Your goal » Extract every line of the material below verbatim, keeping the original order, spacing and punctuation.

Rows from an object-pointing dataset:
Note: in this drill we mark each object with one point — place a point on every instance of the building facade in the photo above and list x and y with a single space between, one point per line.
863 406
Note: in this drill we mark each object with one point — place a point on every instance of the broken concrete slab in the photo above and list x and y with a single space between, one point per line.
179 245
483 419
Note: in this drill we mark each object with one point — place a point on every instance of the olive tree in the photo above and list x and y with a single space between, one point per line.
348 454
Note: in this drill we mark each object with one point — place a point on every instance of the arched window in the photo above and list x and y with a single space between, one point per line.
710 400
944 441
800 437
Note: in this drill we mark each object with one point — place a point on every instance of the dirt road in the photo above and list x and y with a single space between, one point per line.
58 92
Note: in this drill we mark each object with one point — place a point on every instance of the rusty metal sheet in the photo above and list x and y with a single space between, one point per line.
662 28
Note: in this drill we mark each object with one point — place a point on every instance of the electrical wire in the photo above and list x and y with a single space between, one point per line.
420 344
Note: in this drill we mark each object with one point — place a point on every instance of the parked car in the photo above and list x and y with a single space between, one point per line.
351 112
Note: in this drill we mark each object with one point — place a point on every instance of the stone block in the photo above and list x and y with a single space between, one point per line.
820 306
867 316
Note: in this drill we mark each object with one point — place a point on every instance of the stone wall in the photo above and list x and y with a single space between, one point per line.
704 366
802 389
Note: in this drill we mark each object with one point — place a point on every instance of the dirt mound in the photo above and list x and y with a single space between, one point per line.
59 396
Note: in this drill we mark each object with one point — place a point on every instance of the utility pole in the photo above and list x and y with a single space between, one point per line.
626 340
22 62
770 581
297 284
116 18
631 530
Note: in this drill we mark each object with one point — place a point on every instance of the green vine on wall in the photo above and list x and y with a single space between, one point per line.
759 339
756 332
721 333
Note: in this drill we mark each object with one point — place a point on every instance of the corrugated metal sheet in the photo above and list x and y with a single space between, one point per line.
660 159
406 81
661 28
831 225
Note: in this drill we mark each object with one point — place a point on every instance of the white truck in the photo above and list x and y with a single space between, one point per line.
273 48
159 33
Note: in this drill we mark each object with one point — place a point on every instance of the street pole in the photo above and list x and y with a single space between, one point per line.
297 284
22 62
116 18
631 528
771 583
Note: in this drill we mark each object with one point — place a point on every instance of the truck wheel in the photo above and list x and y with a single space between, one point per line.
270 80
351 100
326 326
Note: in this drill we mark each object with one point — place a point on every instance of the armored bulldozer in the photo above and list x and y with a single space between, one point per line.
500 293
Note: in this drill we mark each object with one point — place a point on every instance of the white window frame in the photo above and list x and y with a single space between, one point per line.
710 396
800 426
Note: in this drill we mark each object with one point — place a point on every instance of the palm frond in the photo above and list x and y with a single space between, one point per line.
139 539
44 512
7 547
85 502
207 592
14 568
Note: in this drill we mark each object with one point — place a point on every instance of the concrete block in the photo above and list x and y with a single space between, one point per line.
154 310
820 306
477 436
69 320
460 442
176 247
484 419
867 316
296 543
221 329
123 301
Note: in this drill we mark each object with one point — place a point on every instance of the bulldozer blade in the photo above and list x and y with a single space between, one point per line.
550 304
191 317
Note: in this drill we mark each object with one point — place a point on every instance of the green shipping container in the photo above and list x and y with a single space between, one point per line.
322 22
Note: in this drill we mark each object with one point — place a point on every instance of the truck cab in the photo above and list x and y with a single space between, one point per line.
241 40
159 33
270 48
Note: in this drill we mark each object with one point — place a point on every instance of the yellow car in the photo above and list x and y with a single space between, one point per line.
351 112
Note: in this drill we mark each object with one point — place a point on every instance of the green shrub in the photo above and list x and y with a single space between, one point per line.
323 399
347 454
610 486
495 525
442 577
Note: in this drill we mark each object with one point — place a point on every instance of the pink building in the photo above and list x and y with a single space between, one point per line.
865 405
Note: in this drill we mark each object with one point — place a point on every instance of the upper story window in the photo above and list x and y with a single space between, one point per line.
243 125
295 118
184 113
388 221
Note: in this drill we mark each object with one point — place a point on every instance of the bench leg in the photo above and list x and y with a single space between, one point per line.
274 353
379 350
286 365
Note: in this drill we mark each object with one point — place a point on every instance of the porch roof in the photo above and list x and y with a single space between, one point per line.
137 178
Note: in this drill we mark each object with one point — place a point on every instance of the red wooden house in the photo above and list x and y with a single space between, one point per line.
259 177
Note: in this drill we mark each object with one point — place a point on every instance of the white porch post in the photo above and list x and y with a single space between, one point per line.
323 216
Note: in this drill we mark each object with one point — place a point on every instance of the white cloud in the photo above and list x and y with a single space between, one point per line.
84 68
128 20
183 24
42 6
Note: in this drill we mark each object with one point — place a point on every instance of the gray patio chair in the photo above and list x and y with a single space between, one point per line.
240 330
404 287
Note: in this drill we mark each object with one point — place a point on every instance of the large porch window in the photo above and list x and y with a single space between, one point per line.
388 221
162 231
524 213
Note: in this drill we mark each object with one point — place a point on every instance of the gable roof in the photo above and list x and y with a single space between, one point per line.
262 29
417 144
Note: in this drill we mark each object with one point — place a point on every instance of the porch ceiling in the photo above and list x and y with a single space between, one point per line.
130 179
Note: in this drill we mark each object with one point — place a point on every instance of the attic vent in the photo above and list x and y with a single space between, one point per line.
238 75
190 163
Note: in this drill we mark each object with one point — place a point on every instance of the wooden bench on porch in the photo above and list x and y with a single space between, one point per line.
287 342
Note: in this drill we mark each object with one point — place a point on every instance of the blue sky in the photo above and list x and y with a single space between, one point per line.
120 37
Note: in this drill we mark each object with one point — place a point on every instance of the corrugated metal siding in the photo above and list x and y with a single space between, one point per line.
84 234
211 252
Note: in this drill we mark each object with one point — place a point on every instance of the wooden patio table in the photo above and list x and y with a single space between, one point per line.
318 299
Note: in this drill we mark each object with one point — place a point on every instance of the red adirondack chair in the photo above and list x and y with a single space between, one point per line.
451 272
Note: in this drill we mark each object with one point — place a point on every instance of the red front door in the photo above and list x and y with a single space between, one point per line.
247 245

Response to the task »
Note: in this drill we mark each object with one point — place a point on every instance of the building facade in the photo above and list x and y with a single space between, one point per line.
863 406
Note: in this drill we mark each object with one point — place a point on every instance of the broken concrete slab in the photo above and list x and y with a single space between, one point per line.
179 245
483 419
Note: in this drill we mark each object with one point — place a point on every instance of the olive tree in the photo above and list x and y with a single space between, one point per line.
348 454
Note: in this drill we mark each object with one point — place a point on every instance of the arched window in the photo above and list x and y with a single space between, one point per line.
710 400
944 441
800 437
Note: in this drill we mark each object with one point — place a point on every instance of the dirt road in the photo above and list x and y with a single space between, one point per line.
58 92
Note: in this drill we mark each object with one point — place a point on every instance of the rusty metal sheet in the photo above and list x and y with a single space between, one point per line.
662 28
Note: in this drill we mark each object with one point — place a point on every instance of the electrical wire in the photo above and list x and y with a single space between, one point per line.
420 344
Note: in this drill we mark each object with one point — place a point on every instance of the parked car in the photo above and list x and y with a single space between, one point per line.
351 112
Note: in this drill we mark each object with one point — place a point on every instance of the stone block in the photo above and list x and y with a single space between, one point per line.
820 306
867 316
Note: in this drill we mark each object with one point — place a point on every instance of the stone wall in the photo above and list x and y with a single space between, one point per line.
704 366
802 389
Note: in this drill we mark each object with one point — place a point on every instance of the dirt mound in the photo above and list x and y with a single space between, one point per line.
59 396
Note: in this drill we mark each object with one point — place a point on every instance of the utility pole in the photo above and list x and y with a single space between, one point per line.
626 340
22 62
770 581
297 284
116 18
631 530
Note: in this drill we mark each object with one point — place a point on every instance of the green vine on wall in the photo above and list x and y with a single space between, one point per line.
759 339
756 332
721 333
Note: in this drill we mark each object with one point — place a point on every instance of the corrugated metal sheet in the photo above and list x and y with a single space between, one point per line.
660 159
406 81
661 28
831 225
Note: in this drill we mark each object with one point — place a point on every instance of the white truck in the photo above and list x and y with a single space between, one point per line.
273 48
159 33
Note: in this drill we mark each object with one point — place a point on every instance of the street pole in the photo above and list x and y with a single space between, one point per line.
297 284
22 62
116 18
631 528
771 583
Note: in this drill we mark each object with one point — place a point on every instance of the truck wheel in the photo above and list x and y with a single space between, one point per line.
270 80
351 100
326 326
Note: in this drill we mark each object with one point — place a point on every instance of the armored bulldozer in the photo above and list x and y with a single space between, one point per line.
500 293
Note: in this drill we mark each object with one point — place a point on every instance of the white window frame in the photo above and list x and y with a single space between, one point per line.
710 396
800 426
Note: in this drill we mark each object with one point — place a point on every instance of the palm frond in the photo above and list x and y with a single space between, one point per line.
139 539
44 512
7 547
85 502
207 592
14 568
Note: in this drill we mark each object with one point — place a point on every instance of the concrete block in the photo above and list x and y with a single space between, one point per line.
154 310
820 306
477 436
69 320
460 442
176 247
484 419
867 316
296 543
221 329
123 301
Note: in this drill we mark each object with one point — place a point on every instance of the bulldozer blade in the photo above and list x and y with a single space between, one point per line.
550 304
191 317
Note: in this drill we mark each object with one point — place a point on every instance of the green shipping container in the photo above and list x and y with a single space between, one point per line.
322 22
Note: in this drill we mark each object with one point — place a point on every instance of the truck cab in the photo above and list x and y with a single space between, one point per line.
241 40
159 33
270 48
Note: in this drill we mark each object with one point — place a point on every instance of the yellow car in the photo above and list x and y with a single space between, one point per line.
351 112
Note: in this drill we mark each object with one point — place a point on every instance of the green shrub in the photo above and list x and y with a single space between, one point per line.
323 399
347 454
610 486
495 525
442 577
Note: in this drill we mark each object with one point — place a point on every instance of the pink building in the photo above and list x and y with a single space between, one point per line.
865 405
Note: in this drill we mark each object with one point — place a point on every instance of the upper story window in the photo above and list x and y with a single space between, one point per line.
243 125
295 118
184 113
388 221
Note: in this drill we mark each object with one point — place a point on every instance of the bench leg in the photo above and list x and y with a single space between, one point per line.
274 353
379 350
286 365
Note: in this drill we mark each object with one point — place a point on every instance of the porch roof in the photo above and list x and y with a single space between, one point per line.
137 178
Note: in this drill we mark each object with one point — place a point on every instance of the red wooden house in the photo above and list x and y with a single space between, one point per line.
259 177
Note: in this drill we mark each object with one point — place a point on every instance of the white porch post in the photo above and list x and y with a single space between, one point per line.
323 216
Note: in this drill we mark each object with one point — place a point on every instance of the white cloud in the photo above and list x and y with a single space between, one point per line.
84 68
128 20
183 24
42 6
Note: in this drill we mark each object with one point — place a point on every instance of the gray patio chair in the photo above and list x and y with a single space between, one point per line.
240 330
404 287
Note: in this drill we mark each object with one point — place a point on every instance of the large porch window in the photo above and list x and y with a single space between, one point per line.
388 221
162 231
524 213
Note: in this drill we mark each object with one point — place a point on every instance of the gable roof in the photo above and list x and y with a single space between, one point per line.
262 29
417 144
Note: in this drill we mark each object with one point — place a point on every instance of the porch ceiling in the photo above and list x and y with a single space between, one point per line.
130 179
Note: in this drill we mark each object with one point — place a point on every instance of the attic vent in the photo above and list x and y with a single space between, one point per line.
238 75
190 163
Note: in this drill we mark each object with one point — place a point on every instance of the wooden bench on porch in the photo above and list x and y with a single space between, one point per line.
287 342
Note: in this drill we mark each object with one point — place a point on every instance of the blue sky in the photo above and list x and y with a single space between, one point per line.
120 37
Note: in this drill we mark each object with one point — place a point on every instance of the corrugated metal siding in the photo above and list x and y with a single space between, one point per line.
84 234
211 252
Note: in this drill we mark each object with one point — place a point on every instance of the wooden patio table in the photo above and list x and y with a single space between, one point per line.
318 299
Note: in this drill we mark each object with one point — place a point on every instance of the red adirondack chair in the photo above and list x and y with a single space between, one point per line.
451 272
Note: in this drill we mark each object with one point — place a point on every instance of the red front door in the photo above and list x and y with a single space between, one point per line.
247 245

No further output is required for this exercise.